**** SUPPLIED DATA ****
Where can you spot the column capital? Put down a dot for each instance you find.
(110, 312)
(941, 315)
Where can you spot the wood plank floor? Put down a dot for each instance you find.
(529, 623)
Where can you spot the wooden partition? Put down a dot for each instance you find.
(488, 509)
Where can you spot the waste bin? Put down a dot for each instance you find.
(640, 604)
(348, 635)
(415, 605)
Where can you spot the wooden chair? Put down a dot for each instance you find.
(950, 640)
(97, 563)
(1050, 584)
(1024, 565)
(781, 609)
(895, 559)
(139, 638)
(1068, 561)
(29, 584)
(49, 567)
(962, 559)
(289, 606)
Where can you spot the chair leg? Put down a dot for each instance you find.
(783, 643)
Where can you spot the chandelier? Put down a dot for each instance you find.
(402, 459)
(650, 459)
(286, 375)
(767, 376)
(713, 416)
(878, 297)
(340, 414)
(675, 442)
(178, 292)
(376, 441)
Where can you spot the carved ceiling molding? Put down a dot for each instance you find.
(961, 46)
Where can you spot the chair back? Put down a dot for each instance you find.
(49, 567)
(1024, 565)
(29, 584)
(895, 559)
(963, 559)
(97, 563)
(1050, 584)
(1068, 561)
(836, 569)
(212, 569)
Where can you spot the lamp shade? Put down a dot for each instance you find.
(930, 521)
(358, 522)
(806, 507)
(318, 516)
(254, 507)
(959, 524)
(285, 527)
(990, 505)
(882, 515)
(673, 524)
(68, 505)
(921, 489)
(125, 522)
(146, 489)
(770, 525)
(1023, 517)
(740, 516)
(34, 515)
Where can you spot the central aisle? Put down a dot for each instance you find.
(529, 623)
****
_WORK TO COMPLETE_. Write out the full listing exactly as given.

_WRITTEN RESPONSE_.
Where can you spot the column capital? Put down a dot for each instance you find.
(110, 312)
(941, 315)
Where can you spot the wood plank floor? Put down a dot for each instance you find.
(529, 623)
Where can you spot the wooden partition? Put down a dot for each instance you find.
(488, 509)
Where can you spot the waste bin? Put down a dot for each instance you find.
(640, 604)
(348, 635)
(415, 605)
Where can you spot the wooden chair? Put down a dot for each instance you find.
(950, 640)
(97, 563)
(1050, 584)
(1024, 565)
(781, 609)
(895, 559)
(139, 638)
(1068, 561)
(29, 584)
(49, 567)
(962, 559)
(289, 606)
Where can you spot the chair leg? Put down a dot for each instance you find.
(783, 643)
Where can you spot the chandelier? Put down a dot for each instance you find.
(402, 459)
(650, 459)
(286, 375)
(767, 376)
(713, 416)
(878, 297)
(340, 414)
(675, 442)
(178, 292)
(376, 441)
Where can you spot the carved ceiling molding? Put down a dot for each instance you find.
(961, 46)
Where can you spot the chair back? Put down a dot for each instance you find.
(49, 567)
(1024, 565)
(29, 584)
(895, 559)
(963, 559)
(97, 563)
(1050, 584)
(1068, 561)
(836, 569)
(212, 569)
Where can you spot the lamp shade? Put down a dot for each instance you find.
(930, 521)
(358, 522)
(806, 507)
(318, 516)
(254, 507)
(959, 524)
(285, 527)
(990, 505)
(882, 515)
(673, 524)
(68, 505)
(921, 489)
(125, 522)
(146, 489)
(770, 525)
(1023, 517)
(740, 516)
(34, 515)
Where can you spot the central aisle? Put down a dot for each instance you find.
(529, 623)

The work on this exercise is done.